*** Opening Provided entries ***
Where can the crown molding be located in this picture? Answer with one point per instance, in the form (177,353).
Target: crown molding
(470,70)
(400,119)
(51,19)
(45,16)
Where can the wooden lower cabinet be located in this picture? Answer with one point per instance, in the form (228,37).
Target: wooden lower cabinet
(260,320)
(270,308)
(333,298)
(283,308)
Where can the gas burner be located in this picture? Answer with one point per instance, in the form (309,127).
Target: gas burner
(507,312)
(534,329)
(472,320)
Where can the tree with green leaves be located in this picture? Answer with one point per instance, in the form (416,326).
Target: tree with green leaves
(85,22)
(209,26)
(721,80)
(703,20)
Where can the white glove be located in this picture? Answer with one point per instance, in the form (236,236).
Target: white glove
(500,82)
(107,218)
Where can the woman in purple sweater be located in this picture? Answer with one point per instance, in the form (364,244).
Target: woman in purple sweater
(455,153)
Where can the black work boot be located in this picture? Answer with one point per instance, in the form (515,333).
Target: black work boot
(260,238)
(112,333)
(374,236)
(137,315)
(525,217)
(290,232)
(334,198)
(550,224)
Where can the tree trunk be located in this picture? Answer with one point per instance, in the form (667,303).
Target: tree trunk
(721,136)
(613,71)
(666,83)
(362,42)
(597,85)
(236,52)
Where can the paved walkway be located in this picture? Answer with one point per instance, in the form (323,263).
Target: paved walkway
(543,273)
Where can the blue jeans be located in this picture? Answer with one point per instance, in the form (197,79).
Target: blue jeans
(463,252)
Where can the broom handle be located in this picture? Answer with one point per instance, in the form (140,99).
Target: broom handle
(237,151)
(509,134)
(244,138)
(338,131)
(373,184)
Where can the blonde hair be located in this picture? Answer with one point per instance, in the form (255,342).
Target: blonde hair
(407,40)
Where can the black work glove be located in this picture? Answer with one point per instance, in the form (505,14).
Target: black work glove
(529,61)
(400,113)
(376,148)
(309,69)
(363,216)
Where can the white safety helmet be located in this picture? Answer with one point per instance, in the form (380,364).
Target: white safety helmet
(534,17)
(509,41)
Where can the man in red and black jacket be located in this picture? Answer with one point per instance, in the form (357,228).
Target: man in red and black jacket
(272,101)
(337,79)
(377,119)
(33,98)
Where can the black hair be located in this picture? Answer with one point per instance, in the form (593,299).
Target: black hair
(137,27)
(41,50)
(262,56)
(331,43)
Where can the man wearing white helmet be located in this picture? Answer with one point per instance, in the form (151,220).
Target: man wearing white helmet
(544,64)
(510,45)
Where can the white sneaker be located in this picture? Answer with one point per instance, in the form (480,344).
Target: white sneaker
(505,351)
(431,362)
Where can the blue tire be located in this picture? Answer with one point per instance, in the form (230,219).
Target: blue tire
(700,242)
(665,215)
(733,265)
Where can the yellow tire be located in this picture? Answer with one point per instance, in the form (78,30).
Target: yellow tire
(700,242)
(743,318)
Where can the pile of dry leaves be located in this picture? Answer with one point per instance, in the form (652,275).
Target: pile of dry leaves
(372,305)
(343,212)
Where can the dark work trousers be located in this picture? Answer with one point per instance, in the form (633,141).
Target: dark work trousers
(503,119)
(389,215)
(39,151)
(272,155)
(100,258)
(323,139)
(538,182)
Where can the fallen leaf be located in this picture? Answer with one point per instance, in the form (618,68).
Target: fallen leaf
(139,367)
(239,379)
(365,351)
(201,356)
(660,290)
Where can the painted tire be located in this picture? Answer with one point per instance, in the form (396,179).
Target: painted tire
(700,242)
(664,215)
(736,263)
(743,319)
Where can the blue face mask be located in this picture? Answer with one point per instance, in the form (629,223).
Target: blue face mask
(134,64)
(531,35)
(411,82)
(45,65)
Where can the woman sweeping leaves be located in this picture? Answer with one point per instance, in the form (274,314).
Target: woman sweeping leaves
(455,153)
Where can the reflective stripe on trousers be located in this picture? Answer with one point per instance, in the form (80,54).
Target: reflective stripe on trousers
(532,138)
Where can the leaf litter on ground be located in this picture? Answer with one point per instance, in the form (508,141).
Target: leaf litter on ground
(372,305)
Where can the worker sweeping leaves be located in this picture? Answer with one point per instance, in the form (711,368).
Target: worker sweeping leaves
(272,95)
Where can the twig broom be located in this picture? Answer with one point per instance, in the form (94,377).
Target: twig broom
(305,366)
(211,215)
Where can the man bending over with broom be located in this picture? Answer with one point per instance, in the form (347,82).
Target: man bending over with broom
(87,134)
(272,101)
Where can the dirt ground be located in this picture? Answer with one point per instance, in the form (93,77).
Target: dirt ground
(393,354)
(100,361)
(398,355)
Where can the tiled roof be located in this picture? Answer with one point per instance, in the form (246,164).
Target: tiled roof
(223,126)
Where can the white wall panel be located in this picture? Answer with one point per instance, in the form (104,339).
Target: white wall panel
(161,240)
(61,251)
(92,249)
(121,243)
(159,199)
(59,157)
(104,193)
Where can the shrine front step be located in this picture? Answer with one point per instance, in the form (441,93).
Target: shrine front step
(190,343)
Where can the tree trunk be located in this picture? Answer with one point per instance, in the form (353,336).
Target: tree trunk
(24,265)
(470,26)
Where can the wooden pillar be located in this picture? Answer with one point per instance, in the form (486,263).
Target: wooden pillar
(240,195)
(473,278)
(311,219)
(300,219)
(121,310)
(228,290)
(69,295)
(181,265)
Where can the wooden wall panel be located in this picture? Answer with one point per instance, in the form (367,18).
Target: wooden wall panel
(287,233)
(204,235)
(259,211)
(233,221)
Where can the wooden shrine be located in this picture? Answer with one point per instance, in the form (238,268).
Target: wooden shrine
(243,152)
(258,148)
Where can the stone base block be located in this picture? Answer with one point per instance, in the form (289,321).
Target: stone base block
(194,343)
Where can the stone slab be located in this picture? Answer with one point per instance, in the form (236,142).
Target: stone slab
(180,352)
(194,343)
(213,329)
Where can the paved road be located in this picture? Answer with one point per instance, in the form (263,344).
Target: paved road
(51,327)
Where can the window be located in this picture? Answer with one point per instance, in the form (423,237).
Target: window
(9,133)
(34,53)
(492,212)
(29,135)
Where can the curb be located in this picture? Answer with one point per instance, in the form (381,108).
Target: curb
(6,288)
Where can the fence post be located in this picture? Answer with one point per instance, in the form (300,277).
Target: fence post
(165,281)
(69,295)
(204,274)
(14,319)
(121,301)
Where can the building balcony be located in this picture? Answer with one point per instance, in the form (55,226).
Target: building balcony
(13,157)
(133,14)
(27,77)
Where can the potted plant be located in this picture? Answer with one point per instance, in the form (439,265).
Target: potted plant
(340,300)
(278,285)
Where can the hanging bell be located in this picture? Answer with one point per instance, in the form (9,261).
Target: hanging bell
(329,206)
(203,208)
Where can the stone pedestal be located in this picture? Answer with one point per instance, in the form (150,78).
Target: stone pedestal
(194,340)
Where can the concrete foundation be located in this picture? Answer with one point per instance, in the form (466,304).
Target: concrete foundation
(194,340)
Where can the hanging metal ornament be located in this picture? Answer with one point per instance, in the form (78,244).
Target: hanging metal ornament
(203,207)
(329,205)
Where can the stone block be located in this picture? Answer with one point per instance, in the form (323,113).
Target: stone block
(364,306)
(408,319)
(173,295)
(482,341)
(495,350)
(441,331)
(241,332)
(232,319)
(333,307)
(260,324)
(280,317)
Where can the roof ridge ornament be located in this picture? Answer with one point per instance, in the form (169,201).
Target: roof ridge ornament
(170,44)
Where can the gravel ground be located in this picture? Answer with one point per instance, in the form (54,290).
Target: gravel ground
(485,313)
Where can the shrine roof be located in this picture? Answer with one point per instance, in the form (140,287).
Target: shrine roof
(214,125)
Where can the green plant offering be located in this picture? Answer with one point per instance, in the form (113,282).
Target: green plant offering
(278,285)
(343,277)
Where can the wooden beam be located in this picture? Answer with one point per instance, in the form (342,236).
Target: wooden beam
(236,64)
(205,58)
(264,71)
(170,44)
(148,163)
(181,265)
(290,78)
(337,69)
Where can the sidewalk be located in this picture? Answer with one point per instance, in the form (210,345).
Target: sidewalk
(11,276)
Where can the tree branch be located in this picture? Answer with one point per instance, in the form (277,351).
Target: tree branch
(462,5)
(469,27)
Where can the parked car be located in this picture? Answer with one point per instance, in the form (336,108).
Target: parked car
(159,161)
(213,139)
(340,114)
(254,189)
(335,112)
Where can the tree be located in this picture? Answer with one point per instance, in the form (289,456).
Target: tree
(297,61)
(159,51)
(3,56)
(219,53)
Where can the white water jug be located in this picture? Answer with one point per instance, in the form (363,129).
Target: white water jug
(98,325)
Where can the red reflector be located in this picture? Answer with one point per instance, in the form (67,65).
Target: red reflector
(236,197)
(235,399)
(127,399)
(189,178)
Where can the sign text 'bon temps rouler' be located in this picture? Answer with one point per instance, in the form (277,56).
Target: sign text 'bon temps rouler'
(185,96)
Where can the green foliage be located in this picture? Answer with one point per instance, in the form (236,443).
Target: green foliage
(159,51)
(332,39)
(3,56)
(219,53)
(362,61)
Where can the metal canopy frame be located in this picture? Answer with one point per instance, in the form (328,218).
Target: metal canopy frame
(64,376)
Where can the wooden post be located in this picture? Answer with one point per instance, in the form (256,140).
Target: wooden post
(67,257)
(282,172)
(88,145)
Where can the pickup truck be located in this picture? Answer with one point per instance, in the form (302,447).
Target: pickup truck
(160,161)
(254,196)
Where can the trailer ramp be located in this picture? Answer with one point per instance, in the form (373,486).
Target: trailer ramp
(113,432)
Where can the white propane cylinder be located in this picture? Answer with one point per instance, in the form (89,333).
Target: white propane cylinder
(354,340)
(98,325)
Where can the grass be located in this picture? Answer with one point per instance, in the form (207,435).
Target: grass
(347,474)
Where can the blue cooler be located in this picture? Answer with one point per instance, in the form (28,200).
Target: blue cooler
*** Closing Provided entries ***
Requirement:
Write out each line above containing "cooler".

Your response:
Where can the blue cooler be located in this picture? Answer with one point per instance, in the form (28,200).
Target: blue cooler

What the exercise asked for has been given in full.